→ TASK REQUIREMENTS: An exact copy of the lines from the top of the data through the line with "Target: window" is what you should give, with no pictures in it.

→ TASK INPUTS:
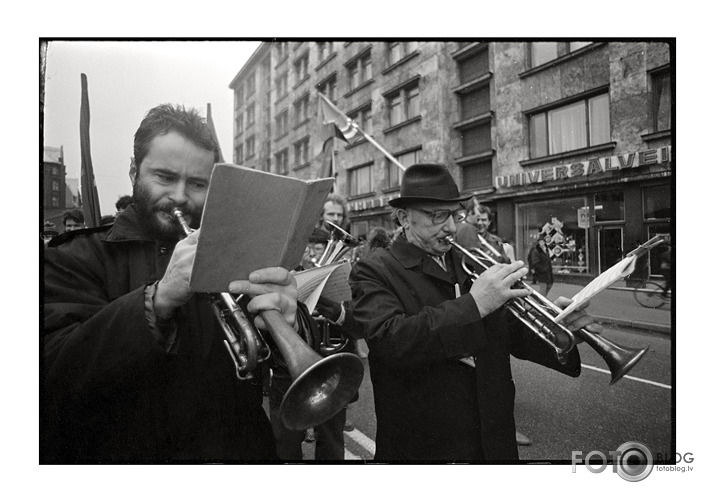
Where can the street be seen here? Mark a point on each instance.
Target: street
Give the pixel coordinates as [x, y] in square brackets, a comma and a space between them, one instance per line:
[561, 414]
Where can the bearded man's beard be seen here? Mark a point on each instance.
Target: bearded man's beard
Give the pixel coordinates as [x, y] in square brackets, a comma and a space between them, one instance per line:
[148, 212]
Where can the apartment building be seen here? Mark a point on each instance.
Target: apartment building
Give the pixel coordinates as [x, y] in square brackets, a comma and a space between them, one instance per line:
[568, 140]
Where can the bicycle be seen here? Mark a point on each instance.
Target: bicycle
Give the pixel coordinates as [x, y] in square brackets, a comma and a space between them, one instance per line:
[651, 294]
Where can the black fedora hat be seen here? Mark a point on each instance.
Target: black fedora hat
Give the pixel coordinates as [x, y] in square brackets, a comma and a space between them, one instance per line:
[427, 183]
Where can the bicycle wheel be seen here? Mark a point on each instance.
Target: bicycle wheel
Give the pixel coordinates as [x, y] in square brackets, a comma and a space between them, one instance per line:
[649, 294]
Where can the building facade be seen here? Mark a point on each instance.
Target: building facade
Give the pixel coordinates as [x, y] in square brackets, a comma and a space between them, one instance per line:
[570, 141]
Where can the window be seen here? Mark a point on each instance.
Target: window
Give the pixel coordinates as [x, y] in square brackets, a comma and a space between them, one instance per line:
[398, 50]
[325, 49]
[404, 104]
[266, 72]
[473, 66]
[656, 202]
[609, 206]
[250, 147]
[282, 162]
[570, 127]
[394, 173]
[475, 103]
[281, 51]
[661, 101]
[477, 139]
[557, 223]
[360, 180]
[477, 175]
[543, 52]
[301, 69]
[301, 152]
[282, 86]
[575, 46]
[251, 115]
[363, 118]
[360, 71]
[328, 87]
[282, 124]
[302, 110]
[250, 85]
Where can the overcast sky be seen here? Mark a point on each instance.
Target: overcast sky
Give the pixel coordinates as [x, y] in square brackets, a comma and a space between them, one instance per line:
[124, 80]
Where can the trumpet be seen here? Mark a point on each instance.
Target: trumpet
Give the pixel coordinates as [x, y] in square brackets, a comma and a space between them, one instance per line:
[339, 244]
[538, 314]
[321, 386]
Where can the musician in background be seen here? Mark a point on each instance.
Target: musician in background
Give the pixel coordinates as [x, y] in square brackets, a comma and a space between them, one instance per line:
[477, 223]
[134, 366]
[540, 266]
[328, 436]
[335, 210]
[73, 220]
[439, 343]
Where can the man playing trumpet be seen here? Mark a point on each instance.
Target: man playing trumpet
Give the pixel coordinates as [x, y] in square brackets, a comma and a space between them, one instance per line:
[440, 343]
[134, 364]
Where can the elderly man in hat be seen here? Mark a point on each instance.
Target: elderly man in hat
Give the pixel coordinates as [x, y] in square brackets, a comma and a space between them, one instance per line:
[439, 343]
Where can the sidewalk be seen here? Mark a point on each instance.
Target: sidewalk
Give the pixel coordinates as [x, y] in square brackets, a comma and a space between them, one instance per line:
[617, 306]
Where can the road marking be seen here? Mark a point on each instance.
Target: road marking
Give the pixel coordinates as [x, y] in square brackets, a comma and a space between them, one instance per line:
[350, 455]
[660, 385]
[365, 442]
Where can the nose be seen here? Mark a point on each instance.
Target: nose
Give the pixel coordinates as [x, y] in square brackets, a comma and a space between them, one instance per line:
[178, 193]
[449, 225]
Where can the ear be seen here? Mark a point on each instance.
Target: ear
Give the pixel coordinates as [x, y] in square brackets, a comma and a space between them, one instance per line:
[403, 218]
[132, 171]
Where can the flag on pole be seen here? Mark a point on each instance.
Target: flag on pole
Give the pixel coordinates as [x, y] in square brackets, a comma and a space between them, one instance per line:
[334, 123]
[337, 125]
[210, 123]
[90, 198]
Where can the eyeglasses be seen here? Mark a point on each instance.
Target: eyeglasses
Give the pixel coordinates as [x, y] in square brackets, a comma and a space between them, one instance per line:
[440, 216]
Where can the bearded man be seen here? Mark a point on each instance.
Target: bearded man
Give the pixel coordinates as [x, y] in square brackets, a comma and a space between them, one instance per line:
[134, 366]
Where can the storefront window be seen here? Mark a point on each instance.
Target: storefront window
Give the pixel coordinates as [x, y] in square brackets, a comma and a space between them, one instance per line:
[557, 223]
[656, 202]
[609, 206]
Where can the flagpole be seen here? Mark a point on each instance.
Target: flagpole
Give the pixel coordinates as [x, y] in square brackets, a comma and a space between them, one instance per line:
[379, 147]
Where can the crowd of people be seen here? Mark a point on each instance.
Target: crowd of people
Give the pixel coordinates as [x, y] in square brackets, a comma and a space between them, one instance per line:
[134, 366]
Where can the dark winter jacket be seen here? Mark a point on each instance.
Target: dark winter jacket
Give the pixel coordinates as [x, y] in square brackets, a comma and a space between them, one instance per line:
[116, 388]
[430, 406]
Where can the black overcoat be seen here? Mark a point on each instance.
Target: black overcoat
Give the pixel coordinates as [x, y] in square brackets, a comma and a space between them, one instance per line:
[431, 406]
[113, 389]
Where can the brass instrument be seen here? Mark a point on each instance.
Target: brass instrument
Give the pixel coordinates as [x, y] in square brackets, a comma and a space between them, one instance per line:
[538, 313]
[339, 244]
[321, 386]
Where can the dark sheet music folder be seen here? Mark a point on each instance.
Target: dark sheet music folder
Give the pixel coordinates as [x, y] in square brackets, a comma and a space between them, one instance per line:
[253, 220]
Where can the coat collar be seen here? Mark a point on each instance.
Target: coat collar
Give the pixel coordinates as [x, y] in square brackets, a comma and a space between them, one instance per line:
[128, 227]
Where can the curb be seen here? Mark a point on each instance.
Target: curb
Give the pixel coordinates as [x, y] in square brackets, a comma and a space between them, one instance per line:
[638, 325]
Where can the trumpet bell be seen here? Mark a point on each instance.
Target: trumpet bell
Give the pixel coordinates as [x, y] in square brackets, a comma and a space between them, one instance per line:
[321, 391]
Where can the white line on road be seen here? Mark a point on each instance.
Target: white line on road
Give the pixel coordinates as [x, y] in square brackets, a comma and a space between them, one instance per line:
[661, 385]
[365, 442]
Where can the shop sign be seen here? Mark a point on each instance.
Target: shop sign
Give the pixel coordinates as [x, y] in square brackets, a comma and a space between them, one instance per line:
[367, 204]
[584, 169]
[584, 217]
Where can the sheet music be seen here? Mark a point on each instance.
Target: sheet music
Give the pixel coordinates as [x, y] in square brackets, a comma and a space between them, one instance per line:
[330, 281]
[603, 281]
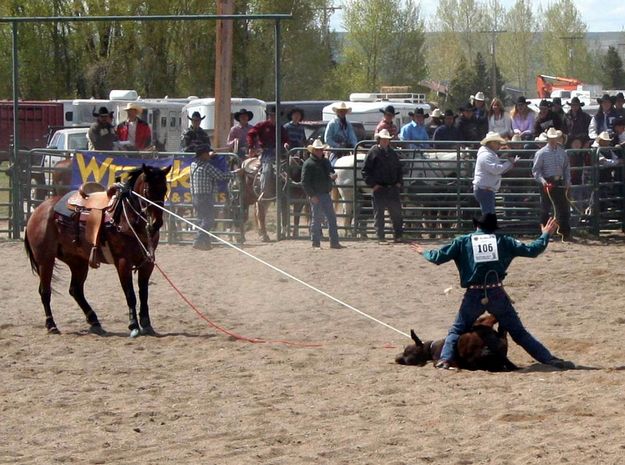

→ ANSWER TO THE EXERCISE:
Where can the street be seen here? Mark a point on each instance.
Target: street
Give the pixel coordinates as [x, y] in square brackets, a comma and a space between them, one instance per line:
[561, 414]
Where can the bearded man's beard be seen here? Mark a point on each instance.
Target: bearded man's beard
Give the pixel coordinates as [x, y] in square brackets, a comma and a space between them, one instance per line:
[148, 212]
Where can the apartment building be seen here? Mark a point on each instance.
Target: apartment building
Give the pixel coordinates as [x, y] in square brackets, a comma and a space between them, one instance per line:
[568, 140]
Where can the bicycle be seen here? Mark a point on each instance.
Target: bicycle
Give the pixel coordinates as [x, y] in square brackets, a comma and a space between them, one instance per line:
[651, 294]
Where can the black fedora hat be seen here? Mark a point on each instance.
Target: black fedora hat
Give the pixel coordinates as [x, y] in square brackets, a comma and a space between them, one instance per line:
[427, 183]
Where can the bicycle wheel be seen here? Mark a point on each instance.
Target: bicycle wheel
Give the pixel coordinates as [x, y] in square brackets, a comma and a space between them, one instance per line:
[649, 294]
Where can the building facade be seen here? Mark a point on each instance.
Target: building facade
Give the pixel coordinates as [x, y] in square brackets, a comma and a space between them, one instance per line:
[570, 141]
Where can the window be seen here? Mark a point on each instance.
Target: window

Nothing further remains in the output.